:: Selected extract ::
begin
1 Part 1: Linking
2 Part 2: Complex Addressing Modes
- 2.1 Subpart a
- 2.2 Subpart b
3 Part 3
- 3.1 Subpart a
- 3.2 Subpart b
4 Part 4
- 4.1 three- versus two-operand instructions
- 4.2 Subpart a

Changelog:

14 Sep 2020 approx 10PM: be explicit in Part 3b that we don’t expect insturctions that are never executed to be counted, since we don’t tell you about them in our benchmark data
17 Sep 2020: correct error in answer sheet where we asked for “times faster” instead of “times more instructions for Part 2b to actually match what we ask here. We’ll also accept answers that based on how times fewer instructions are executed for those who used the original interpretation.
18 Sep 2020: for part 3a and 3b, provide a clearer description of what the difference between the two ways we want instructions counted; pointing out that the way we want them counted for 3a is the same as the “issued” column in the benchmark data and the way for 3b is the same as the “in program” column.
18 Sep 2020: for part 2b, clarify that you do not need to consider instructions like movq 0x100000, %rax as using complex addressing that needs to be translated
18 Sep 2020: in part 3a, clarify the assumptions are about signed numbers, since this is what makes it possible to use the benchmark data most conveniently
21 Sep 2020: in part 3a, clarify that 16-bit constants should not need additional instructions with note that we’ll accept answers that don’t assume this
22 Sep 2020: in part 4a, correct typo of “necessary” for “unnecessary”
22 Sep 2020: on answer sheet, correct questions corresponding to Part 2b not making any sense (due to copy-and-paste issues)
23 Sep 2020: in part 4, add note re mulq needing to be imulq

Record your answers on the answer sheet.

Part 1: Linking

Using the supplied object file/executable format description (same as in the lab):

translate this following object files into an executable file

Copy-and-paste your executable into the answer sheet.

Part 2: Complex Addressing Modes

x86-64 allows for the complex addressing modes where a memory location is specified using two registers as in (%rax, %rbx), including the most complicated form of something like 1234(%rax, %rbx, 4). Although this makes instruction encoding more complicated, perhaps a x86-64 processor can obtain a benefit by including hardware specialized for performing the two-register+scale address computation.

Subpart a

Using only the 0x1234(%rax)-style of addressing memory (like supported in Y86-64), write out assembly code equivalent to

      movq 0x1234(%rax, %rbx, 8), %rcx

using not more than 5 instructions. Your assembly code can use x86-64 instructions that don’t exist in Y86-64, like imul or shl.

Subpart b

For this problem, use the instruction information from benchmarks originally supplied in the lab.
end
Items listed in a dataset
begin
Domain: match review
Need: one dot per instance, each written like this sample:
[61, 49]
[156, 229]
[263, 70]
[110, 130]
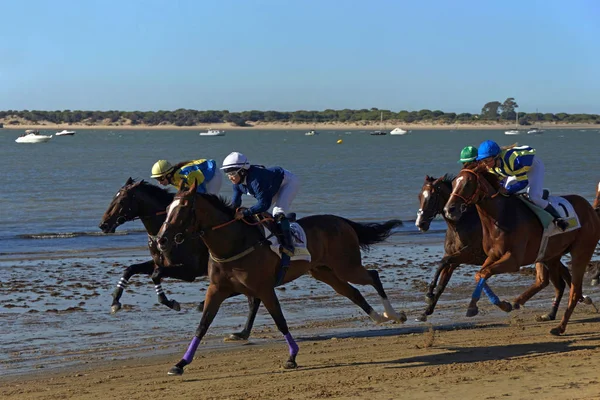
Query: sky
[236, 55]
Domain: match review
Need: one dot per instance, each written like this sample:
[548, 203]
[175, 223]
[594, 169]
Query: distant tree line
[493, 111]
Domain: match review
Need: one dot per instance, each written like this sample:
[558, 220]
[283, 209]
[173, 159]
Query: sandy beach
[388, 125]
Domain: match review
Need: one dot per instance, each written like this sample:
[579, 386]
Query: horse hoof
[505, 306]
[472, 311]
[545, 317]
[175, 305]
[175, 371]
[421, 318]
[555, 331]
[236, 337]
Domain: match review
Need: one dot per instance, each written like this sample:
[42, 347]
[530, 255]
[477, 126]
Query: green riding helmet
[468, 154]
[161, 168]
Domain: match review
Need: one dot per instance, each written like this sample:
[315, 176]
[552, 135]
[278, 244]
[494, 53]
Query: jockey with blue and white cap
[523, 169]
[272, 186]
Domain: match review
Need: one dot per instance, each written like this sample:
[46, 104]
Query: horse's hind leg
[134, 269]
[253, 304]
[272, 305]
[389, 313]
[446, 273]
[327, 276]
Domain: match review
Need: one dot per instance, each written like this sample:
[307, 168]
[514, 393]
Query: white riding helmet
[235, 160]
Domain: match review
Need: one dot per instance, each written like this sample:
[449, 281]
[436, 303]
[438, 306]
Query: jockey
[273, 186]
[468, 155]
[522, 169]
[204, 172]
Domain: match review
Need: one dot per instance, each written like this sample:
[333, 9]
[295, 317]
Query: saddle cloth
[301, 253]
[565, 210]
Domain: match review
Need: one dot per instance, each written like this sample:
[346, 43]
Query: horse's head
[121, 209]
[432, 198]
[471, 185]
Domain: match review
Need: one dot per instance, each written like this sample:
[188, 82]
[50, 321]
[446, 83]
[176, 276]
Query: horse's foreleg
[134, 269]
[271, 303]
[162, 297]
[253, 304]
[541, 281]
[213, 301]
[446, 274]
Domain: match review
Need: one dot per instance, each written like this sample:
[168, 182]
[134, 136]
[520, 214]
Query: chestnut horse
[148, 203]
[512, 236]
[241, 261]
[464, 245]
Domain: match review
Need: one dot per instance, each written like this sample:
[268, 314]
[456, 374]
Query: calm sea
[57, 270]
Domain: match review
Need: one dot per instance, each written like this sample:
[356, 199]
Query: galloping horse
[148, 203]
[512, 236]
[240, 261]
[464, 245]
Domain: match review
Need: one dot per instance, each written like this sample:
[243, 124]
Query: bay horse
[148, 203]
[512, 236]
[463, 244]
[241, 260]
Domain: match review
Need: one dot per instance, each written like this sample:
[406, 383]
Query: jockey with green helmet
[522, 169]
[272, 186]
[204, 172]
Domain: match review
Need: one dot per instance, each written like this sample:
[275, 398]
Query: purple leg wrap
[189, 354]
[291, 344]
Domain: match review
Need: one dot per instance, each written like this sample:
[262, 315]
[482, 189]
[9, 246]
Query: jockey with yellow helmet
[272, 186]
[205, 172]
[522, 169]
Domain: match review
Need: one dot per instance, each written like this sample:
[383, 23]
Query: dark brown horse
[242, 262]
[464, 245]
[512, 236]
[148, 203]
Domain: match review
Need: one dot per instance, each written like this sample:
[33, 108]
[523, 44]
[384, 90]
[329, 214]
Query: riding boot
[286, 245]
[560, 223]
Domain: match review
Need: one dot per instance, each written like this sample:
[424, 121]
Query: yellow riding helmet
[160, 168]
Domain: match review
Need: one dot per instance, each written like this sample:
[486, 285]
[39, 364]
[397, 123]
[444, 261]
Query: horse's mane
[160, 194]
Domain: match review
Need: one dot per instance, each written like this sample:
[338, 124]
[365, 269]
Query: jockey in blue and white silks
[522, 169]
[204, 172]
[273, 186]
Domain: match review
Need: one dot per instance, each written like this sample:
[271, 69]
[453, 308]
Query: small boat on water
[213, 132]
[535, 131]
[398, 131]
[32, 136]
[64, 132]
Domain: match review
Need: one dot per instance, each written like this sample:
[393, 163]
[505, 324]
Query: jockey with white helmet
[272, 186]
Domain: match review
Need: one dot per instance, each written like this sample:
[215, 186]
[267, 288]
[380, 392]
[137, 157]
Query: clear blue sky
[304, 54]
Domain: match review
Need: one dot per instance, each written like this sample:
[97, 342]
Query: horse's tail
[371, 233]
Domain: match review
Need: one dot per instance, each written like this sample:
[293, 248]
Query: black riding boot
[286, 245]
[561, 223]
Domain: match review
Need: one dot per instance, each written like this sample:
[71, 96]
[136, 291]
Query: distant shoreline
[302, 126]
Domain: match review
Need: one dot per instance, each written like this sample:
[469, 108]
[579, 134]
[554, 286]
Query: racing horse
[512, 235]
[241, 260]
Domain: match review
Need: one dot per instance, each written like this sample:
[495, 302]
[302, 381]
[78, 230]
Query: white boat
[516, 130]
[32, 136]
[64, 132]
[535, 131]
[379, 133]
[398, 131]
[213, 132]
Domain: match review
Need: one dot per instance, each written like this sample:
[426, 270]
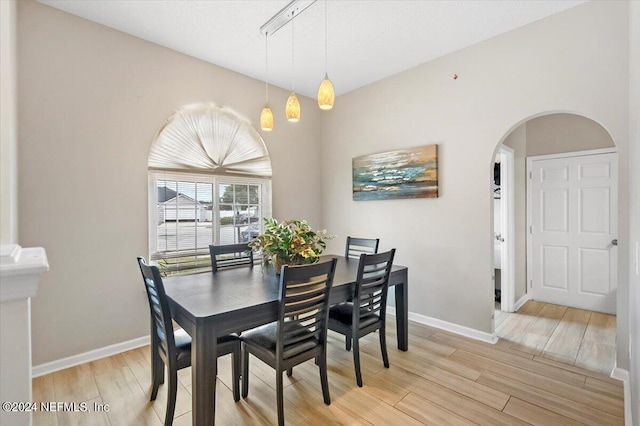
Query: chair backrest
[161, 323]
[304, 307]
[356, 246]
[372, 284]
[242, 256]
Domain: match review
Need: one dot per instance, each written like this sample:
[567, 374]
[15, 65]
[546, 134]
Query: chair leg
[157, 375]
[279, 396]
[383, 347]
[236, 367]
[171, 397]
[245, 371]
[324, 380]
[356, 360]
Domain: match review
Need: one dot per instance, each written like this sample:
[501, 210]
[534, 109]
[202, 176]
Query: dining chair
[242, 256]
[367, 312]
[356, 246]
[173, 347]
[300, 333]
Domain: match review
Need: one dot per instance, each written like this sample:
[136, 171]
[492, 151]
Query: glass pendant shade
[293, 108]
[326, 96]
[266, 119]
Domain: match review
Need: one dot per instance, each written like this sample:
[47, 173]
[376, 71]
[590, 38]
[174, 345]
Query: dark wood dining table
[208, 305]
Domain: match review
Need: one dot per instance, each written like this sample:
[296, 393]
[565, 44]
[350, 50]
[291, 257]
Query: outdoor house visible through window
[209, 175]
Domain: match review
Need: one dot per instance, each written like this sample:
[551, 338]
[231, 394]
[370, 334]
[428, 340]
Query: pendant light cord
[293, 77]
[266, 67]
[325, 37]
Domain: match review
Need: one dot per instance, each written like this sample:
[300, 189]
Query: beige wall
[518, 141]
[634, 203]
[91, 100]
[574, 61]
[551, 134]
[8, 124]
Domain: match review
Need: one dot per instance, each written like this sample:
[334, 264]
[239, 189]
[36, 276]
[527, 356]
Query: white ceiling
[368, 40]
end
:: Directions ::
1. According to the changelog of the assignment on linking and addressing modes, why were the assumptions in part 3a clarified to be about signed numbers?
2. Write a continuation of the assignment on linking and addressing modes, picking up after its last sentence.

:: Outputs ::
1. The assumptions are about signed numbers because that makes it possible to use the benchmark data most conveniently.

2.
If the compiler naively translated these instructions to avoid the complex addressing (using only the offset(base register) addressing supported by Y86-64), then about how many times more instructions would the processor execute? Record your answers (for each benchmark program) on the answer sheet), along with an explanation of your method. (Since you do not have precise information about the programs, your estimate does not have to be exact. Since we are asking for naive translations, you do not have to come up with the best possible assembly translation. You do not need to handle converting instructions like movq 0x100000, %rax (no index register or scale) to the offset(base register) style addressing, as we don’t consider that a complex addressing mode (but we will not deduct credit if you attempted this).)

Part 3

Fixed-length encodings simplify instruction sets, but usually at the cost of making programs larger. In a fixed-length encoding, instructions that take fewer operands must take up the same amount of space as an instruction that uses many operands.

Based on the Y86-instruction set one might imagine that this means that an equivalent fixed-length instruction set would have 10-byte instructions. While this is certainly a possibility, typically fixed-length instruction sets compromise by limiting the size of constants in instructions. For example, the RISC V 64-bit ISA supports an encoding where all instructions are 32-bits, even though registers are 64-bits. So rather than being able to do something like:

      irmovq $0x12345678, %r10

to load the 32-bit value 0x12345678, one must use two instructions. If Y86-64 was designed more like RISC V, this might look like:

          lui $0x1234, %r10 /* load upper immediate (constant) --- move into top -bits of destination */
iaddq $0x5678, %r10 /* add immediate (constant) --- with 16-bit immediate */

where the encoding of lui and iaddq wouldn’t have room for much more than a 16-bit immediate after fitting in the opcode and register number into the 32-bit instructions.

To put a 64-bit value like 0x1234567890ABCDEF in a register in this design, one would need a sequence of several instructions like:

          /* "load upper immediate" */
lui $0x1234, %r10
/* "immediate add" */
iaddq $0x5678, %r10
/* "logical shift left by immediate (constant)" */
isll $16, %r10
iaddq $0x90AB, %r10
isll $16, %r10
iaddq $0xCDEF, %r10

    
  

Or, alternately, a compiler might prefer to generate a rmmovq instruction rather than attempt to use the equivalent of irmovq.

Subpart a

For this problem, use the instruction information from benchmarks originally supplied in the lab.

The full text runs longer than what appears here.